**Extrait du document:**
┌────────

Question au Gouvernement n° 4168 :
médias

14e Législature

Question de : M. Michel Françaix
Oise (3e circonscription) - Socialiste, écologiste et républicain

Question posée en séance, et publiée le 21 juillet 2016


TRAITEMENT MÉDIATIQUE DES ATTENTATS

M. le président. La parole est à M. Michel Françaix, pour le groupe socialiste, écologiste et républicain.

M. Michel Françaix. Madame la ministre de la culture et de la communication, depuis longtemps sur les réseaux sociaux, on voit des vidéos faites pour nourrir les instincts du voyeurisme. Difficile d'y remédier, car ces réseaux donnent la parole à chaque citoyen, et cela est parfois précieux, même si l'on sait aussi que tout n'est pas humanisme chez l'homme.

└────────

**Matériel fourni:**
┌────────

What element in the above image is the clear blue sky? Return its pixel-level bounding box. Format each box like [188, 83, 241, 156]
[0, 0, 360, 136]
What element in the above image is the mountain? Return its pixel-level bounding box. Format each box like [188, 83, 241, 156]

└────────
┌────────

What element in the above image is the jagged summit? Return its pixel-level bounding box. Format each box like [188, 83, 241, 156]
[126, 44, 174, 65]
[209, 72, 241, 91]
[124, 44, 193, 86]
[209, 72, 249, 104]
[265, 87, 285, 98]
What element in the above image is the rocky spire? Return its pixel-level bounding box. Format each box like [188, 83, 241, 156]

└────────
┌────────

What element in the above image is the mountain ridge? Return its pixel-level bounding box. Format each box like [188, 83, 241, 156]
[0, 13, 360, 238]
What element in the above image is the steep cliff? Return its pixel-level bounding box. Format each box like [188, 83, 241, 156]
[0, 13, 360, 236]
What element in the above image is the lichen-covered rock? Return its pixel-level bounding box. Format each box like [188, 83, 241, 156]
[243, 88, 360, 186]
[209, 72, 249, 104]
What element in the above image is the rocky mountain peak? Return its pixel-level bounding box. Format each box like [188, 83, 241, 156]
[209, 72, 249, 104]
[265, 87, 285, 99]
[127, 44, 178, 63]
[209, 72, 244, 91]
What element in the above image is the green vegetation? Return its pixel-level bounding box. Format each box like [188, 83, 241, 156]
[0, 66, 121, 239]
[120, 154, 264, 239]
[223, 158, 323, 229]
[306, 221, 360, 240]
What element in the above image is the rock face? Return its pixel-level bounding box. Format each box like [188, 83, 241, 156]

└────────

**Consigne écrite:**
Répondez aux questions suivantes à partir de l'extrait.
(a) Quelle circonscription M. Michel Françaix représente-t-il ?
(b) À quelle date la question a-t-elle été publiée ?
(c) À quelle ministre M. Michel Françaix s'adresse-t-il ?
La liste constitue un matériau distinct de l'extrait.

**Réponse attendue:**
(a) La 3e circonscription de l'Oise.
(b) Le 21 juillet 2016.
(c) À la ministre de la culture et de la communication.